▶ _Görev nasıl yapılır_:
Aşağıdaki şirket birleşmeleri metninde geçen bütün yıl ve dönem ifadelerini, metindeki sırasıyla yazın.

▶ _Metin bölümü_:
Birleşme ve satın alma adına bol sıfırlı çekler ilk olarak 1900’lerin başında ABD’nin demiryolu şirketleri için yazılır. Ardından sıra ulaşım ve taşıma ile doğrudan ilişkili akaryakıt sektörüne gelir. “En değerli şirketler” listelerinin gedikli üyelerini barındıran ulaşım ve enerji sektörü, 2000’li yılların başına dek yatırımların neredeyse tamamını kendine çeker.
Devrin değişimine yönelik en bariz işaret 2000 yılında dönemin en büyük internet erişim sağlayıcısı AOL ile medya devi Time Warner’ın birleşmesi oldu. Yeni binyıla yaraşır bir çılgınlıkla Time Warner bugünkü karşılığıyla 322 milyar dolar gibi akılalmaz bir bedeli dijital çağa ayak uydurma hevesiyle gözden çıkardı. (Ne var ki bu maya tutmadı ve ortaklık 2009’da bozuldu. Bugün AOL’in değeri 4 milyar doların altında.)

▶ _Satırlar_:
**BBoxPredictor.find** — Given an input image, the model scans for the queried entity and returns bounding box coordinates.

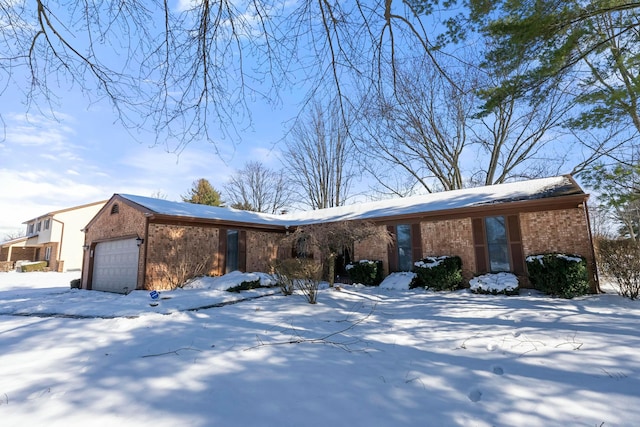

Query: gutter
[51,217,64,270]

...

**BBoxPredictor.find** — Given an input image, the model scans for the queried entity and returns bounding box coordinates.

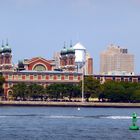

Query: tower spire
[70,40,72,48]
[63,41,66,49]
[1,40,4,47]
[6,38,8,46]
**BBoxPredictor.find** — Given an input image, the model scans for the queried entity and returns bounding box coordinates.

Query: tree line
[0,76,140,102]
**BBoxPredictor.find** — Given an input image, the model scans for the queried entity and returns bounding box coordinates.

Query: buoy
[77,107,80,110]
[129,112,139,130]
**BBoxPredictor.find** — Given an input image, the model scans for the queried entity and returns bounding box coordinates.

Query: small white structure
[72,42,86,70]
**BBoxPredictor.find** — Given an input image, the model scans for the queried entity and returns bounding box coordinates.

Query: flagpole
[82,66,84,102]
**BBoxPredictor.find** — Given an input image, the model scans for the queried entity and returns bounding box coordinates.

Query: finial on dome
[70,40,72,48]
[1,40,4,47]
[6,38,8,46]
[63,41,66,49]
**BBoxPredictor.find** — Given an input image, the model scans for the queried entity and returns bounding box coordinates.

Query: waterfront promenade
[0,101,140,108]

...

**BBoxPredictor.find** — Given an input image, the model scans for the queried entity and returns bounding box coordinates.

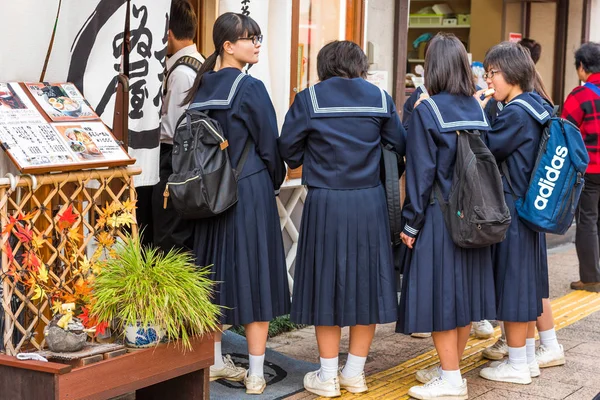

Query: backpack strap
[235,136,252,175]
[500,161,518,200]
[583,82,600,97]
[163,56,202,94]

▶ _Alıştırmanın cevabı_:
1900’lerin başı
2000’li yılların başı
2000 yılı
2009